Reproduce word for word the part of the passage on soldiers and faith at war that opens with "In Afghanistan, Doak’s" and closes with "had just arrived.".

**Document section**.
------------------------------------------------------------
For soldiers on the front lines, “the war is right there in their face. They see it every single day. They see the trauma, they can see all the devastation of it,” Doak added. “And I think it awakens more the need … for something.”

“I discovered that within a few trials, I had to rely more on God,” Neal said. “There’s no way you could ever do this by yourself.”

Indeed, Neal discovered, “(God is) right there, just staying right there with me.”

‘Crucible Moment’

Catholic Lt. Doak, who earned a Bronze Star medal during his deployment to Afghanistan, had his own “crucible moment” there, as he described it, when he faced the mortality of others.

In Afghanistan, Doak’s duty was the transportation and security of military supplies on the road between outposts. Before every mission, he organized a group prayer asking God’s protection.

In one particularly difficult job, Doak was training his replacement who had just arrived.
------------------------------------------------------------
**Data**.
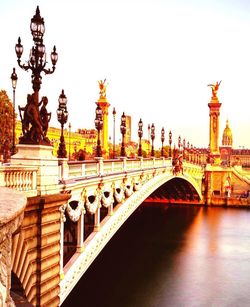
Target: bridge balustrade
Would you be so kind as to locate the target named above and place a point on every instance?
(19, 178)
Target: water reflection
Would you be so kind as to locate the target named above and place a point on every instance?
(172, 256)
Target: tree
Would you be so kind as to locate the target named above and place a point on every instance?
(6, 121)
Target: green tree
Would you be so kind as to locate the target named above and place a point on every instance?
(6, 120)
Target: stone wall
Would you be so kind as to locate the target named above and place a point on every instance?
(12, 204)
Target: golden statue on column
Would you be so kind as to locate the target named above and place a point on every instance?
(102, 87)
(214, 114)
(215, 88)
(104, 104)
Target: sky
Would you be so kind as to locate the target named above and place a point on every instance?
(158, 57)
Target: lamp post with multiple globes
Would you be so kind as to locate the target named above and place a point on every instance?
(152, 139)
(62, 117)
(162, 140)
(99, 126)
(123, 131)
(170, 143)
(140, 133)
(114, 113)
(14, 82)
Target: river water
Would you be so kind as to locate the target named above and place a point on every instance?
(172, 256)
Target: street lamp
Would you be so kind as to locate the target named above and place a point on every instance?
(170, 142)
(36, 63)
(179, 143)
(162, 140)
(140, 133)
(69, 141)
(62, 117)
(114, 113)
(184, 147)
(14, 82)
(99, 126)
(148, 139)
(123, 131)
(152, 138)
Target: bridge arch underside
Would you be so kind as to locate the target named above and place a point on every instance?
(175, 190)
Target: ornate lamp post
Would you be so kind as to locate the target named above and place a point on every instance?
------------------------------------------------------------
**Your response**.
In Afghanistan, Doak’s duty was the transportation and security of military supplies on the road between outposts. Before every mission, he organized a group prayer asking God’s protection.

In one particularly difficult job, Doak was training his replacement who had just arrived.